Repeat the entire listing exactly.

◆ Supplied information ◆
+++
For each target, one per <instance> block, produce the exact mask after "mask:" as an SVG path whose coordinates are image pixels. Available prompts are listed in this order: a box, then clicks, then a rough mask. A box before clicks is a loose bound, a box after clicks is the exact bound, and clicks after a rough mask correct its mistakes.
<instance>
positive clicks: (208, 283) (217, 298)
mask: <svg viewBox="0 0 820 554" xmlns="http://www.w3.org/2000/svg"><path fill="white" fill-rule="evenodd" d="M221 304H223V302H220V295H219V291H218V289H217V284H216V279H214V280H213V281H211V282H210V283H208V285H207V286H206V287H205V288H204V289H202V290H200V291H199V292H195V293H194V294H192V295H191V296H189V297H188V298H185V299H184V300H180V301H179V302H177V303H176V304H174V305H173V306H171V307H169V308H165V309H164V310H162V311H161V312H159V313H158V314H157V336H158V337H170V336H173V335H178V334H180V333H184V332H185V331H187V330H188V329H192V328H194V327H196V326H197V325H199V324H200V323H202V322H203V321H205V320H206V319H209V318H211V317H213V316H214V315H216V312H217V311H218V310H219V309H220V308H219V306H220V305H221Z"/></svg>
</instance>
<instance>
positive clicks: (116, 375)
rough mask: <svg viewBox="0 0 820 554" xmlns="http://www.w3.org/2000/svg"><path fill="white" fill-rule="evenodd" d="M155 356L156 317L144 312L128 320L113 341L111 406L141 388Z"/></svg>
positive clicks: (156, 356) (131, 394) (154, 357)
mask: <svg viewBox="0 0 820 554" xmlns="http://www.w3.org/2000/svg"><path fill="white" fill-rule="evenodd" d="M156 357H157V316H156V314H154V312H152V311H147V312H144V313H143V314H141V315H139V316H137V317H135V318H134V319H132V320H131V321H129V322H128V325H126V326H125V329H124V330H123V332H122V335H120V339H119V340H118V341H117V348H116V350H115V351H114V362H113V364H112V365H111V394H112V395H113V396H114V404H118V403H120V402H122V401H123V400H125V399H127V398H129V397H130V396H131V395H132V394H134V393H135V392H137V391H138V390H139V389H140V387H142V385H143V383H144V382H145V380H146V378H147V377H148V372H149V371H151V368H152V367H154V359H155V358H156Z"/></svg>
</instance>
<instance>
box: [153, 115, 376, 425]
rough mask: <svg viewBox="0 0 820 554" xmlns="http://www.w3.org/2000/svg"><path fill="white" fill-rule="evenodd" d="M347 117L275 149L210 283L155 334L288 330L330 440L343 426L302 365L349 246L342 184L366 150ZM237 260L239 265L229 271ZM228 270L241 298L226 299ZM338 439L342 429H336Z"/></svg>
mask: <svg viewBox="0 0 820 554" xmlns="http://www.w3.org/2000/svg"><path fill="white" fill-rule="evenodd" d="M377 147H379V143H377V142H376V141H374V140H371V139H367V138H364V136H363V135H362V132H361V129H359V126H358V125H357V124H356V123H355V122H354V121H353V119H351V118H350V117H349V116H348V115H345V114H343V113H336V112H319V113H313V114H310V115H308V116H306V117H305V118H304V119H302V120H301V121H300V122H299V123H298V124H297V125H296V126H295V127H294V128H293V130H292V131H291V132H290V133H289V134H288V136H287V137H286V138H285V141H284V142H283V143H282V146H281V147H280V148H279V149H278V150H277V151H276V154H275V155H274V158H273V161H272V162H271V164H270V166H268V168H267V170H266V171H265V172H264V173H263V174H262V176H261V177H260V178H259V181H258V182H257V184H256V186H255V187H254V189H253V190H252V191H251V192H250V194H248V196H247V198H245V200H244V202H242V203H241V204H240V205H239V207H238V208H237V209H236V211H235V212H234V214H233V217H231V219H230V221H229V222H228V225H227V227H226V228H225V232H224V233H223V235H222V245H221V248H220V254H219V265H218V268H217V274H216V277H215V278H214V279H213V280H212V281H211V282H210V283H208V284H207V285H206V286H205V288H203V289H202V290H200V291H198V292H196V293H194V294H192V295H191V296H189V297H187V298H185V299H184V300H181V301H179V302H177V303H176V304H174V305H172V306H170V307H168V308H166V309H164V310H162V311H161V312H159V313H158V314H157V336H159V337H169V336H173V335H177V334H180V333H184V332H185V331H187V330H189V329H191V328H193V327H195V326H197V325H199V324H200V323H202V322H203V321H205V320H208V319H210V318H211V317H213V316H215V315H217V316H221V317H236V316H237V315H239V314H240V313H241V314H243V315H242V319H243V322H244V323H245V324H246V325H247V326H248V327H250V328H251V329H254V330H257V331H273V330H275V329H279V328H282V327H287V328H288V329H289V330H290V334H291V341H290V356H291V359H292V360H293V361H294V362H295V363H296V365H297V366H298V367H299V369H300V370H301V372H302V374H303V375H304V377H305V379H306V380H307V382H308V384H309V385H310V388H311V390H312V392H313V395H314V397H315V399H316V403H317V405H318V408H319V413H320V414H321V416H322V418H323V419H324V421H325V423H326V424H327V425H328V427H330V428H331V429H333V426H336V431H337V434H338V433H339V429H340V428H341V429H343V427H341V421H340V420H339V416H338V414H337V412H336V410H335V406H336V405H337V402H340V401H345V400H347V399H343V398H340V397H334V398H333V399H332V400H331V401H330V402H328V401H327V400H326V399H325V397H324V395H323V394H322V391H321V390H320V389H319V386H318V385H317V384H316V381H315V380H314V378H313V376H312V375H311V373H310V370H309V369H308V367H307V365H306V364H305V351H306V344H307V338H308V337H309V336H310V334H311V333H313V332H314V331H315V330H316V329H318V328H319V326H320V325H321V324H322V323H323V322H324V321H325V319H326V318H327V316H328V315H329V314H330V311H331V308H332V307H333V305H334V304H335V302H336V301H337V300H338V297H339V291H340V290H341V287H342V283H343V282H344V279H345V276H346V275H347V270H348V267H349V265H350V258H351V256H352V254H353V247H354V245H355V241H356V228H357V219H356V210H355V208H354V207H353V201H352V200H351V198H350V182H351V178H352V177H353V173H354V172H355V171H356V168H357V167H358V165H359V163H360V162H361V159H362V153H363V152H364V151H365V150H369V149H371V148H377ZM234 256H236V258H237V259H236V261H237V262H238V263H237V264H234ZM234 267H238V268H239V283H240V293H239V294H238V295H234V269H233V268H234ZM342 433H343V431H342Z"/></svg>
+++
◆ Reply to the exercise ◆
For each target, one per <instance> block, produce the exact mask after "mask:" as an SVG path whose coordinates are image pixels. Available prompts are listed in this order: a box, then clicks, then a rough mask. A box before clicks is a loose bound, a box after clicks is the exact bound, and clicks after a rough mask correct its mistakes.
<instance>
positive clicks: (208, 283) (217, 298)
mask: <svg viewBox="0 0 820 554" xmlns="http://www.w3.org/2000/svg"><path fill="white" fill-rule="evenodd" d="M221 304H223V302H220V295H219V291H218V289H217V284H216V279H214V280H213V281H211V282H210V283H208V285H207V286H206V287H205V288H204V289H202V290H200V291H199V292H195V293H194V294H192V295H191V296H189V297H188V298H185V299H184V300H180V301H179V302H177V303H176V304H174V305H173V306H171V307H169V308H165V309H164V310H162V311H161V312H159V313H158V314H157V336H158V337H170V336H173V335H178V334H180V333H184V332H185V331H187V330H188V329H192V328H194V327H196V326H197V325H199V324H200V323H202V322H203V321H205V320H206V319H209V318H211V317H213V316H214V315H216V312H217V311H218V310H219V309H220V308H219V306H220V305H221Z"/></svg>
</instance>
<instance>
positive clicks: (116, 375)
rough mask: <svg viewBox="0 0 820 554" xmlns="http://www.w3.org/2000/svg"><path fill="white" fill-rule="evenodd" d="M155 356L156 317L144 312L128 320L113 341L111 406L141 388Z"/></svg>
positive clicks: (156, 356) (131, 394) (154, 357)
mask: <svg viewBox="0 0 820 554" xmlns="http://www.w3.org/2000/svg"><path fill="white" fill-rule="evenodd" d="M156 357H157V316H156V314H154V312H152V311H147V312H144V313H143V314H141V315H139V316H137V317H135V318H134V319H132V320H131V321H129V322H128V325H126V326H125V329H124V330H123V332H122V335H120V339H119V340H118V341H117V348H116V350H115V351H114V362H113V364H112V365H111V394H112V395H113V396H114V404H118V403H120V402H122V401H123V400H125V399H127V398H129V397H130V396H131V395H132V394H134V393H135V392H137V391H138V390H139V389H140V387H142V385H143V383H144V382H145V380H146V378H147V377H148V372H149V371H151V368H152V367H154V359H155V358H156Z"/></svg>
</instance>
<instance>
box: [153, 115, 376, 425]
rough mask: <svg viewBox="0 0 820 554" xmlns="http://www.w3.org/2000/svg"><path fill="white" fill-rule="evenodd" d="M347 117L275 149L210 283L155 334L288 330L330 440L343 426L302 365L349 246L342 184L366 150ZM237 260L239 265L229 271ZM228 270L241 298L226 299ZM338 439L342 429H336Z"/></svg>
mask: <svg viewBox="0 0 820 554" xmlns="http://www.w3.org/2000/svg"><path fill="white" fill-rule="evenodd" d="M377 147H379V143H377V142H376V141H374V140H371V139H367V138H364V136H363V135H362V132H361V129H359V126H358V125H357V124H356V123H355V122H354V121H353V119H351V118H350V117H349V116H348V115H345V114H343V113H336V112H319V113H313V114H310V115H308V116H306V117H305V118H304V119H302V120H301V121H300V122H299V123H298V124H297V125H296V126H295V127H294V128H293V130H292V131H291V132H290V133H289V134H288V136H287V137H286V138H285V141H284V142H283V143H282V146H281V147H280V148H279V149H278V150H277V151H276V154H275V155H274V158H273V161H272V162H271V164H270V166H268V168H267V170H266V171H265V172H264V173H263V174H262V176H261V177H260V178H259V181H258V182H257V184H256V186H255V187H254V189H253V190H252V191H251V192H250V194H248V196H247V198H245V200H244V202H242V203H241V204H240V205H239V207H238V208H237V209H236V211H235V212H234V214H233V217H231V219H230V221H229V222H228V225H227V227H226V228H225V232H224V233H223V235H222V245H221V248H220V254H219V265H218V268H217V274H216V277H215V278H214V279H213V280H212V281H211V282H210V283H208V284H207V285H206V286H205V288H203V289H202V290H200V291H198V292H196V293H194V294H192V295H191V296H189V297H187V298H185V299H184V300H181V301H179V302H177V303H176V304H174V305H172V306H170V307H168V308H166V309H164V310H162V311H161V312H159V313H158V314H157V336H159V337H169V336H173V335H177V334H180V333H184V332H185V331H187V330H189V329H191V328H193V327H195V326H197V325H199V324H200V323H202V322H203V321H205V320H208V319H210V318H211V317H213V316H215V315H217V316H221V317H236V316H237V315H239V314H240V313H241V314H243V315H242V319H243V322H244V323H245V324H246V325H247V326H248V327H250V328H251V329H254V330H257V331H273V330H275V329H279V328H282V327H287V328H288V329H289V330H290V334H291V341H290V356H291V359H292V360H293V361H294V362H295V363H296V365H297V366H298V367H299V369H300V370H301V372H302V374H303V375H304V377H305V379H306V380H307V382H308V384H309V385H310V388H311V390H312V392H313V395H314V397H315V399H316V403H317V405H318V408H319V413H320V414H321V416H322V418H323V419H324V421H325V423H326V424H327V425H328V427H330V428H331V429H333V426H336V431H337V434H338V433H339V429H340V428H341V429H343V427H341V421H340V420H339V416H338V414H337V412H336V410H335V406H336V405H337V402H340V401H345V400H347V399H343V398H340V397H334V398H333V399H332V400H331V401H330V402H328V401H327V400H326V399H325V397H324V395H323V394H322V391H321V390H320V389H319V386H318V385H317V384H316V381H315V380H314V378H313V376H312V375H311V373H310V370H309V369H308V367H307V365H306V364H305V351H306V344H307V338H308V337H309V336H310V334H311V333H313V332H314V331H315V330H316V329H318V328H319V326H320V325H321V324H322V323H323V322H324V321H325V319H326V318H327V316H328V315H329V314H330V311H331V308H332V307H333V305H334V304H335V302H336V301H337V300H338V297H339V291H340V290H341V287H342V283H343V282H344V279H345V276H346V275H347V270H348V267H349V265H350V258H351V256H352V254H353V247H354V245H355V241H356V228H357V219H356V210H355V208H354V207H353V201H352V200H351V198H350V182H351V178H352V177H353V173H354V172H355V171H356V168H357V167H358V165H359V163H360V162H361V159H362V153H363V152H364V151H365V150H369V149H371V148H377ZM234 256H236V258H237V259H236V261H237V262H238V263H237V264H234ZM234 267H238V268H239V283H240V293H239V294H238V295H234V269H233V268H234ZM342 433H343V431H342Z"/></svg>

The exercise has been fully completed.